(Supplied material):
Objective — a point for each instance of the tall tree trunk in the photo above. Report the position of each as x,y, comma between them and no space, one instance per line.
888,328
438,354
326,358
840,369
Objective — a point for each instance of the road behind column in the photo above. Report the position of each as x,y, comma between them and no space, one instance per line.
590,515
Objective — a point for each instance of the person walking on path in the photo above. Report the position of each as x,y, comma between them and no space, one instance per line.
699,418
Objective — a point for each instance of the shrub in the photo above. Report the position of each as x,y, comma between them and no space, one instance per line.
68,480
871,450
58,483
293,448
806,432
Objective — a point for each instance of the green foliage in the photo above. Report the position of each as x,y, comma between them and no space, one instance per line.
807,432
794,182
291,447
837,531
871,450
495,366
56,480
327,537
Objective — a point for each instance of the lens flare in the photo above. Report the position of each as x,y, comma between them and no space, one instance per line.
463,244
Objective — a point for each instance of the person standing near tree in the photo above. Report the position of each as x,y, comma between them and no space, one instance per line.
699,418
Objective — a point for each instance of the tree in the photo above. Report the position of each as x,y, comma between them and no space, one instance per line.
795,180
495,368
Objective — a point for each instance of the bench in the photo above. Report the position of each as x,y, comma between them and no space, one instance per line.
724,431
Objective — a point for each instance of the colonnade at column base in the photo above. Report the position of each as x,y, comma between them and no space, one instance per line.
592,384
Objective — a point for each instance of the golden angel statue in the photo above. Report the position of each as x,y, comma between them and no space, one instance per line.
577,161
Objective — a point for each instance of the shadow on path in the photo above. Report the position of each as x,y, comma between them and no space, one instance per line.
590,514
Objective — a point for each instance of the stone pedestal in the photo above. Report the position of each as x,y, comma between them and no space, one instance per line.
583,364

(Short problem): Arrange everything from the line containing "Objective — a point for each instance of the stone" down to the end of the listing as a two-column CSV with the columns instruction and coordinates. Each entry gets one row, with its text and its answer each in a single quoted field and any line breaks replaced by spaces.

(Solution for this exercise):
instruction,coordinates
"Objective — a point for each instance of the stone pedestal in the photo above. Report the position of each as x,y, comma between them and no space, one instance per line.","583,364"